_DESCRIPTION OF THE TASK:_ Pick out all lines with the word "foreground" from the records that follow.

_DATA FOR REVIEW:_

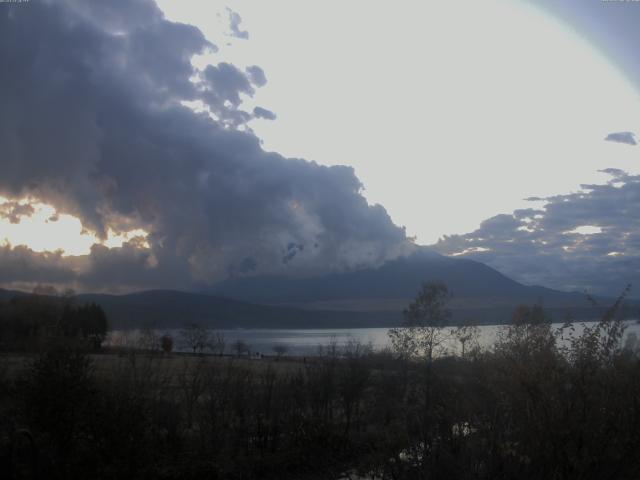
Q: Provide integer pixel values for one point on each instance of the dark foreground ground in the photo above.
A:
(527, 409)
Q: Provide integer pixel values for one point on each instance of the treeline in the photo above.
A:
(542, 403)
(28, 322)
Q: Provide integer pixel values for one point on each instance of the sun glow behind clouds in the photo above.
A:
(38, 226)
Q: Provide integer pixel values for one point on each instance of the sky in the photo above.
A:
(300, 137)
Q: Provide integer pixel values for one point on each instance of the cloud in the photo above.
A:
(257, 76)
(622, 137)
(263, 113)
(94, 123)
(234, 23)
(587, 240)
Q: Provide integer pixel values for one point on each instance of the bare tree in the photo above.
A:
(240, 347)
(280, 350)
(217, 343)
(195, 337)
(423, 333)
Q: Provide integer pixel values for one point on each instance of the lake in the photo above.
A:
(307, 341)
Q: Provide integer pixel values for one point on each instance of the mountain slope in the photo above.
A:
(172, 309)
(478, 290)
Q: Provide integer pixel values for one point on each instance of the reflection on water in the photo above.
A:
(306, 342)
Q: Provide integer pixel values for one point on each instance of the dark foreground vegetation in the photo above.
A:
(532, 407)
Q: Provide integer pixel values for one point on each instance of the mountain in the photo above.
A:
(479, 292)
(372, 297)
(174, 309)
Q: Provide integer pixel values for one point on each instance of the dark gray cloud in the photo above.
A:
(14, 211)
(622, 137)
(92, 121)
(234, 23)
(547, 246)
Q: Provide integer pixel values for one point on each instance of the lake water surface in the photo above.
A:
(308, 341)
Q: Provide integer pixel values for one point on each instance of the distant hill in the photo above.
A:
(171, 309)
(480, 293)
(373, 297)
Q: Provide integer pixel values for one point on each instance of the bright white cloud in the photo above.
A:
(42, 229)
(448, 113)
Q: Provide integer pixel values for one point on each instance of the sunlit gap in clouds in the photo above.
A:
(40, 227)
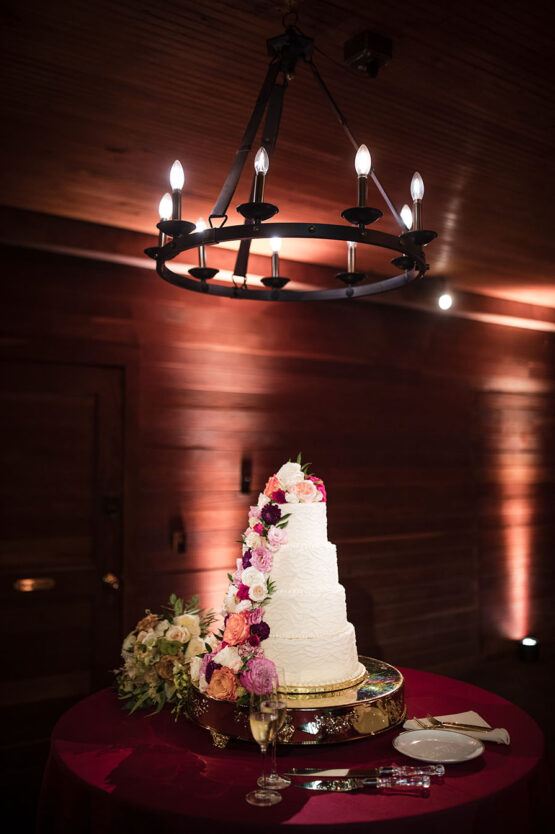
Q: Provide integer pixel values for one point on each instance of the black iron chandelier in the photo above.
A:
(177, 235)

_WORKED SOLUTION:_
Q: Provide integer pixel values for one point on each instance of the dark foreground ground in the photo above.
Q: Provide integer pixel values for one point on each instance of the dark foreground vegetation in the photo above.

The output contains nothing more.